#### PROMPT:
A complete, exact retyping of the data below is required.

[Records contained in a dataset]
_ _ _ _ _
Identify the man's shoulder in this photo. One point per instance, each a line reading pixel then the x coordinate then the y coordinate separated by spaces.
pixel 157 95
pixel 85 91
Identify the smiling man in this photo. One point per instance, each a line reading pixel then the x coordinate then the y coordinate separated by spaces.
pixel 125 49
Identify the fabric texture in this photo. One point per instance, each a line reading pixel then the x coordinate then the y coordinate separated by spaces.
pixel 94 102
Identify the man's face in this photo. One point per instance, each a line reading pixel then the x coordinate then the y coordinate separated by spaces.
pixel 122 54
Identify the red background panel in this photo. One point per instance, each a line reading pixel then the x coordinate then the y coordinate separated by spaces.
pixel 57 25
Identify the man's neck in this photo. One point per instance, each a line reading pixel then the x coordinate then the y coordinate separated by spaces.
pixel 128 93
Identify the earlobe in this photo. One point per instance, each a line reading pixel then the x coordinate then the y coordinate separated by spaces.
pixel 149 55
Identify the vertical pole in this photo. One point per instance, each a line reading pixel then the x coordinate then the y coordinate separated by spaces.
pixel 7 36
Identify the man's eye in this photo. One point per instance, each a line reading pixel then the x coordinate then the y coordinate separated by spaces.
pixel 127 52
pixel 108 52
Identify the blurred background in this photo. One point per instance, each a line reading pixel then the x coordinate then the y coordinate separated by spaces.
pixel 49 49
_ _ _ _ _
#### RESPONSE:
Identify the man's shoulder in this photo. One point per instance, each a line reading pixel then the x coordinate then the y coordinate separated by spaces.
pixel 157 95
pixel 85 91
Identify the smiling man in this photo. One point per instance, each a line reading pixel then the x coordinate then the y coordinate separated by spaces.
pixel 125 49
Identify the fabric texture in this photo. One point per instance, each a line reading pixel then the x coordinate then the y coordinate separated by spaces.
pixel 94 102
Identify the man's face in this photo. One point per instance, each a line reading pixel then the x coordinate then the y coordinate separated by spaces.
pixel 122 54
Identify the red background panel in this photo. One point per instance, each a line reading pixel then the x coordinate then the y coordinate separated by spaces.
pixel 57 25
Identify the man's neck in this photo. One point per instance, each a line reading pixel then the x coordinate then the y coordinate separated by spaces.
pixel 128 93
Identify the earlobe in this photo. One point per instance, each a line reading pixel then the x coordinate then the y coordinate separated by spaces.
pixel 149 55
Identify the vertical pole in this photo. One point per instance, each a line reading pixel then the x coordinate then the y coordinate separated by spaces.
pixel 7 36
Identify the man's eye in this photo. One point per instance, each a line reading pixel then the x coordinate then the y coordinate separated by spaces.
pixel 127 52
pixel 108 52
Identify the blurred background in this photo. One point per instance, each a line reading pixel then the x coordinate then the y coordinate separated by spaces.
pixel 49 49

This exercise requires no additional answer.